▸ To do: Each line of the data should be transcribed exactly as given.

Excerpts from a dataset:
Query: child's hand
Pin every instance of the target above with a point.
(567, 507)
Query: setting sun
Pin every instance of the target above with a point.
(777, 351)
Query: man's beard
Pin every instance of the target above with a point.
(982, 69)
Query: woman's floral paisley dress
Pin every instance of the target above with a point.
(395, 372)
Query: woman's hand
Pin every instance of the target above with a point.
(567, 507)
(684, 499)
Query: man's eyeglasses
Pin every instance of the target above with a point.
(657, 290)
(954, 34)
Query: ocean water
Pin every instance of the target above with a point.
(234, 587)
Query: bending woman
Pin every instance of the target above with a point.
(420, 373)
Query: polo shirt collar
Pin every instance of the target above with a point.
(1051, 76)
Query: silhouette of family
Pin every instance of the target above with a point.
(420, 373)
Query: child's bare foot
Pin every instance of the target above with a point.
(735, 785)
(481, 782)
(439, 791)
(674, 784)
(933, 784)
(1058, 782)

▸ Solved problem:
Query: child's hand
Pin every instance of the target above with a point.
(567, 507)
Query: setting sun
Pin every instance of the target above with a point.
(777, 351)
Query: man's beard
Pin every instance of the target above with a point.
(982, 69)
Query: woman's floral paisley dress
Pin every instance of the target above with a point.
(395, 372)
Query: woman's hand
Pin every instance of the target above with a point.
(567, 507)
(684, 499)
Query: man's eyeglasses
Pin every instance of the target above with a point.
(657, 290)
(954, 34)
Query: ocean water
Pin every instance of the target above with a point.
(234, 587)
Query: bending woman
Pin every instance of the target above with a point.
(420, 373)
Query: polo shirt collar
Pin every instance of the target above with a point.
(1051, 76)
Query: silhouette of family
Pin every instance of the target above with a point.
(420, 373)
Query: child's bare foot
Pin every instance of the target above with a point.
(735, 785)
(481, 782)
(439, 791)
(674, 784)
(933, 784)
(1058, 782)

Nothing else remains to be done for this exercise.